### DOCUMENT SECTION
As the COVID-19 pandemic continues to trudge on, the consequences of these massive food supply changes are being felt across the country. America’s food supply chain is being put to the test, and National Association of State Departments of Agriculture (NASDA) members are rising to the challenge.

The closure of restaurants, hotels and schools has caused a precipitous drop in food and beverage demand. Meanwhile, a surge in grocery store purchases has left many consumers facing empty shelves when they visit the store. A recent figure from the American Farm Bureau Federation illustrates that while expenditures at grocery stores have risen 27% to $73 billion, foodservice establishments are experiencing a 25% decline – the largest year-over-year decline in industry history.

Many dairy farmers have been forced to dump milk after watching their typical foodservice marketing channels dry up, produce has been left unharvested in southern states due to reduced institutional demand and meat processing facilities are closing in some states to protect employee health. At the same time, many food distribution centers across the U.S. are being affected as they compete with grocery retail chains to procure food to distribute to those in need.

In the face of these challenges, state departments of agriculture are directly answering American’s needs by developing creative solutions to market and distribute food through safe, efficient and innovative approaches.

Iowa Gov. Kim Reynolds, Lt. Gov. Adam Gregg and secretary of agriculture Mike Naig launched a new “Pass the Pork” program to connect Iowa pig farmers with food-insecure residents. Through Pass the Pork, the Iowa Pork Producers Assn. (IPPA) and the Iowa Department of Agriculture & Land Stewardship are helping the state's pig farmers donate pigs to Iowa food bank feeding programs. Local meat processors are extending their hours of operation to process and package the pork donations to help meet the growing demand for food bank and food pantry resources. Iowa food banks are getting the pork into the hands of those in need.

Pass the Pork will officially begin when the first donated pigs are delivered on May 1. Processing will continue in May and for as long as processing capacity and funds remain. To donate funds to help support this program, visit the Iowa Food Bank Assn. website at donorbox.org/passthepork.

The Wisconsin Department of Agriculture, Trade & Consumer Protection joined forces with Dairy Farmers of Wisconsin and the Wisconsin Hunger Task Force to launch the “Million Dollar Wisconsin Dairy Recovery Partnership.” Through the program, dairy farmers will be paid for supplying milk to a dairy co-op that is supplying milk for free to local food banks and pantries.

[Excerpts from the dataset]
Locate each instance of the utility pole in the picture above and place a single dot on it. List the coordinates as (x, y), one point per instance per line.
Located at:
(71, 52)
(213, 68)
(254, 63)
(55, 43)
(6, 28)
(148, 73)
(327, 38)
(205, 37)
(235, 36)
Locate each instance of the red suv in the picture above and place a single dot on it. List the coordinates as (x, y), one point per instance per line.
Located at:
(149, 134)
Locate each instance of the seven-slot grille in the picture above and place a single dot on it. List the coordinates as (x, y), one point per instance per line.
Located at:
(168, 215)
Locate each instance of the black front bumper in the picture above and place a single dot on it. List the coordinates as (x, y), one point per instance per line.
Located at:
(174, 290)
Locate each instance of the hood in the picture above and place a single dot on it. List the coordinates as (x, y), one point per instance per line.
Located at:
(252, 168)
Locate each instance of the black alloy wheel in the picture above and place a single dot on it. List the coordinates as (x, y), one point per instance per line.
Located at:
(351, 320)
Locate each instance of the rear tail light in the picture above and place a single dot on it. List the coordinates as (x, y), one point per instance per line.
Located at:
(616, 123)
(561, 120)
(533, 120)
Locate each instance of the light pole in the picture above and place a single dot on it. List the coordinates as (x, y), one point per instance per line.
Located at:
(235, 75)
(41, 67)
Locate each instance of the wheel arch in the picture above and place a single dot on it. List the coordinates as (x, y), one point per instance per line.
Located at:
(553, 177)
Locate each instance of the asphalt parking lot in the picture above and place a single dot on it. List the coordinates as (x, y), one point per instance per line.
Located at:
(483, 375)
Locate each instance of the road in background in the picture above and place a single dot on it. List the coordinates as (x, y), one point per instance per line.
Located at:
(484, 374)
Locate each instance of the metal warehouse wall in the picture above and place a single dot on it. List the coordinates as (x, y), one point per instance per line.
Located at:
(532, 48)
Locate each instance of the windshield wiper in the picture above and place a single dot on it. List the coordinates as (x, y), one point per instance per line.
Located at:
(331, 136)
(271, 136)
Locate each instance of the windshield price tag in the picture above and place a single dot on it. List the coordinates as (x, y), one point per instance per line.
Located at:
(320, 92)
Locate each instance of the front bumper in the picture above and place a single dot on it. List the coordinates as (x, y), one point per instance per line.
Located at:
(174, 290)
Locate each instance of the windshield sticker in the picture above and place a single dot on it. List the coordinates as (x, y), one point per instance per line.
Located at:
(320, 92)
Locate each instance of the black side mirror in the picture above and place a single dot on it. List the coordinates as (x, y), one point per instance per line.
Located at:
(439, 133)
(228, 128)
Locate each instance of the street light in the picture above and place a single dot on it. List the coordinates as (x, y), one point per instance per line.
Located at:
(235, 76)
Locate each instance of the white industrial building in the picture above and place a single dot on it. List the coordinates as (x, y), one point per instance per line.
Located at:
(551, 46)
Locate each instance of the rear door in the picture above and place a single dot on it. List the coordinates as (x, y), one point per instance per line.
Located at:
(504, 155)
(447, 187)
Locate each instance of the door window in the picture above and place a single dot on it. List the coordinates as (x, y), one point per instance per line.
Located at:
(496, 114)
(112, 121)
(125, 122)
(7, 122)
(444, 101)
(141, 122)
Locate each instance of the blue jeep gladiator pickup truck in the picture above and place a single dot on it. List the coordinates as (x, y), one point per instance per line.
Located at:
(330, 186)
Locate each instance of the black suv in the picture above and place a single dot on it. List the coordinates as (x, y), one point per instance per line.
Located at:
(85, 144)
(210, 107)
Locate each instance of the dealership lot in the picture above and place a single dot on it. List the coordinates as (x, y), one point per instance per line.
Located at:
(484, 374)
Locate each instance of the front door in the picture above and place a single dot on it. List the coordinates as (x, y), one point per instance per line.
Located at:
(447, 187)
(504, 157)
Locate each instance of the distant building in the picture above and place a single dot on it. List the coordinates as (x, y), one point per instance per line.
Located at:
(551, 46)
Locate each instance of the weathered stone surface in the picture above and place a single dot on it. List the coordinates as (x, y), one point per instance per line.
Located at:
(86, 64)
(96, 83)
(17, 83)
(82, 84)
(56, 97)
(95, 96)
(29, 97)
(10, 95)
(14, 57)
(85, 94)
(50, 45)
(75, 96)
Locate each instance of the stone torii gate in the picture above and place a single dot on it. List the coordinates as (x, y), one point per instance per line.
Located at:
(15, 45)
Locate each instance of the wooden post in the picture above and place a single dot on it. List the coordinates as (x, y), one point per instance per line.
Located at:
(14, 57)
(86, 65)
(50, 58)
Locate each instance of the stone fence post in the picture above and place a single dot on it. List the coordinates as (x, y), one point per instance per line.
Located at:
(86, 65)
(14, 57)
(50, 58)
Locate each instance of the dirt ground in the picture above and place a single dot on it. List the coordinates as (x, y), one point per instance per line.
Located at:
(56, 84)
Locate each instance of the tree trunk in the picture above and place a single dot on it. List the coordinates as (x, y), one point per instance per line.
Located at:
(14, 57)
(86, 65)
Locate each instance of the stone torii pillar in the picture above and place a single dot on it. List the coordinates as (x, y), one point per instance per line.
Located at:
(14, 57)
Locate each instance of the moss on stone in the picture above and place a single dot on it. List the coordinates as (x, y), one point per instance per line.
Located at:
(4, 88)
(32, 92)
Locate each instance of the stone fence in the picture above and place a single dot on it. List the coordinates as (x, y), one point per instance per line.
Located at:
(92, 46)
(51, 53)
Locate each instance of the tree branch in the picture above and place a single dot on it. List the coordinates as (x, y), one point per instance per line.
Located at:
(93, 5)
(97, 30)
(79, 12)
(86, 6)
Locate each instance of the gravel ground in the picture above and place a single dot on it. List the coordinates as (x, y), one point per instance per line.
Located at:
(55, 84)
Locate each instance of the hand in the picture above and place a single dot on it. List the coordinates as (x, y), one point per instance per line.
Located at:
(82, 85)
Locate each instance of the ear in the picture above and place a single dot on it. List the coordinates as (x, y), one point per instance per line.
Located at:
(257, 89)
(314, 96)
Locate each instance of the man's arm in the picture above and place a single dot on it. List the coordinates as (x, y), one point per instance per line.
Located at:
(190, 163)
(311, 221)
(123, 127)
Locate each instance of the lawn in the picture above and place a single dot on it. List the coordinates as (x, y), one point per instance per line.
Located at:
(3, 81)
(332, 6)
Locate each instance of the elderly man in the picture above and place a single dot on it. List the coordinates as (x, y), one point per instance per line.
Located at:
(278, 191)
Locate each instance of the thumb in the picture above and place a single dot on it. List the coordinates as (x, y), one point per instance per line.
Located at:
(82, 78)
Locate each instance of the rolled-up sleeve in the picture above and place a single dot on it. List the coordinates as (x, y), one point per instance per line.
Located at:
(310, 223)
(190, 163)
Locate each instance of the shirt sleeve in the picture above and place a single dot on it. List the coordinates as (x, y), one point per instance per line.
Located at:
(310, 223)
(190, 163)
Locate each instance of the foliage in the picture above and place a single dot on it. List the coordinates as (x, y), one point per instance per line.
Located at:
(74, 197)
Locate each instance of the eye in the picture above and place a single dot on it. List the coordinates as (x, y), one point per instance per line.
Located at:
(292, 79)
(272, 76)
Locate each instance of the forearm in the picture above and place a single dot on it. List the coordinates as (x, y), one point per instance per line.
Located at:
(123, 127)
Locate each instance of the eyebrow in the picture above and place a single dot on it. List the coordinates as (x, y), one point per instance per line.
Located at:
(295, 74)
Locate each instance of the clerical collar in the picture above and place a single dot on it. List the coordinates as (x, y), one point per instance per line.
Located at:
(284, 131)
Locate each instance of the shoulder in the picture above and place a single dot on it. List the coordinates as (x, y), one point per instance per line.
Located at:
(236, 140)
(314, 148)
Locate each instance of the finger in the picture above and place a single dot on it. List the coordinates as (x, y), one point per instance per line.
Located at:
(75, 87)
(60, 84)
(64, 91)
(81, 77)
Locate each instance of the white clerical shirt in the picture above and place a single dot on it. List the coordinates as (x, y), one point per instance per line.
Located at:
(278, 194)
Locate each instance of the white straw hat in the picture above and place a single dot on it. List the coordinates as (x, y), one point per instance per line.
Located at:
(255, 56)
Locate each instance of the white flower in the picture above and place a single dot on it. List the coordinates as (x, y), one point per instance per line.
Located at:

### EXERCISE SET
a) In the food supply passage, when will the first donated pigs be delivered for the Pass the Pork program?
b) Retype the stretch of the food supply passage from "The closure of" through "in industry history.".
None of the dataset lines are needed.

### ANSWERS FOR EACH ITEM
a) May 1.

b)
The closure of restaurants, hotels and schools has caused a precipitous drop in food and beverage demand. Meanwhile, a surge in grocery store purchases has left many consumers facing empty shelves when they visit the store. A recent figure from the American Farm Bureau Federation illustrates that while expenditures at grocery stores have risen 27% to $73 billion, foodservice establishments are experiencing a 25% decline – the largest year-over-year decline in industry history.